### LISTED RECORDS
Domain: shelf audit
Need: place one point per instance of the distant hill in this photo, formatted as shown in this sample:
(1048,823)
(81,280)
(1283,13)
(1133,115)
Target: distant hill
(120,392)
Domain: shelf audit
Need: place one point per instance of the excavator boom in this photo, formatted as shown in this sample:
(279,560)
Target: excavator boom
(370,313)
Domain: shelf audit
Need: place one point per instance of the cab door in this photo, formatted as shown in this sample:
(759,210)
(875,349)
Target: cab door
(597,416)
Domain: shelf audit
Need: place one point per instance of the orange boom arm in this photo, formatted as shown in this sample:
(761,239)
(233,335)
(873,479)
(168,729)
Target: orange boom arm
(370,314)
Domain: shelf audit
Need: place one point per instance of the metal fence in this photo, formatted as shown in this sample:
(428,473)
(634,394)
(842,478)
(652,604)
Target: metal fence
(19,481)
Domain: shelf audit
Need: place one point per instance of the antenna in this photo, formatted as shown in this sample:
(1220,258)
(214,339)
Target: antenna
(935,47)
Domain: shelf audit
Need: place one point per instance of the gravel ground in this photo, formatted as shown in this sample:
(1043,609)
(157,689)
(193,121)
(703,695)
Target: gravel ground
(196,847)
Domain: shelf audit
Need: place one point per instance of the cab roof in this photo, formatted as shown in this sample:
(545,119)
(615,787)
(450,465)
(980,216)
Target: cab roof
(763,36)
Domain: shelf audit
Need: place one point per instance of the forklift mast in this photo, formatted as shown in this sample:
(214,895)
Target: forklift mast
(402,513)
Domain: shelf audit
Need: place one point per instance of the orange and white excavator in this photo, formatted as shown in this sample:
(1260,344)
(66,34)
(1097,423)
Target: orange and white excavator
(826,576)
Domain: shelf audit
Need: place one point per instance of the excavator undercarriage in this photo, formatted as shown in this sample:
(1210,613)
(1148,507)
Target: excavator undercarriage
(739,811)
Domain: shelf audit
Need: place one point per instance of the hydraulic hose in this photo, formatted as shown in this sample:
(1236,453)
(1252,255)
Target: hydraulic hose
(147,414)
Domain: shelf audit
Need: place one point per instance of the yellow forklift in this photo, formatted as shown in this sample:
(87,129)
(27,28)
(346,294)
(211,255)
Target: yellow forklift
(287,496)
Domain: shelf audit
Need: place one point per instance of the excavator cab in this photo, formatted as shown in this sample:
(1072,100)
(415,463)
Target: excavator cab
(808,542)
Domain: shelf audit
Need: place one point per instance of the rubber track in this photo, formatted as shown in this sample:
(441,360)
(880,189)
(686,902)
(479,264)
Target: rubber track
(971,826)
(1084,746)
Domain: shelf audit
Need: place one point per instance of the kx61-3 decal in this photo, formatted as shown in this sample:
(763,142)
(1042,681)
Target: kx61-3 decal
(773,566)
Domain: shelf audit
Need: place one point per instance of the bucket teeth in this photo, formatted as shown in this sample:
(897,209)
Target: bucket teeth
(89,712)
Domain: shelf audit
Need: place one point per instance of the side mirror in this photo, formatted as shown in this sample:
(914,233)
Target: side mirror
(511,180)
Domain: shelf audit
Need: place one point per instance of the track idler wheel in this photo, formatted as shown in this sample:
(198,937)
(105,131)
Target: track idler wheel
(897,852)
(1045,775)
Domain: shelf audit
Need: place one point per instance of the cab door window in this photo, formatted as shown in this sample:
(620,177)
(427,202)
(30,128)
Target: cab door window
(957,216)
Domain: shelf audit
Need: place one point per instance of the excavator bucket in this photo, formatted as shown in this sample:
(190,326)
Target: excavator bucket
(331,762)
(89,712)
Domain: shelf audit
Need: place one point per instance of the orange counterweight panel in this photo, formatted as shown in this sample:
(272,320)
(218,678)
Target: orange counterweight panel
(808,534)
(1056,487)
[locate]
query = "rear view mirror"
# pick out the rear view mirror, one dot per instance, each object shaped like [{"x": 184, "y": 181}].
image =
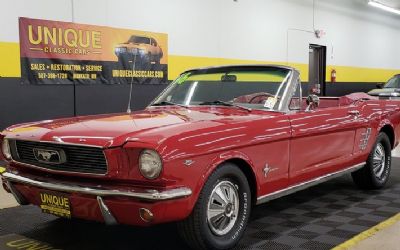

### DESCRIPTION OF THE TASK
Report every line of the records above that contains the string "boom", matching case exactly.

### EXPECTED ANSWER
Need: place one point per instance of the excavator boom in this photo, formatted as shown in this sample:
Target: excavator boom
Need: place one point per instance of the orange boom arm in this photo, formatted as shown in this sample:
Target: orange boom arm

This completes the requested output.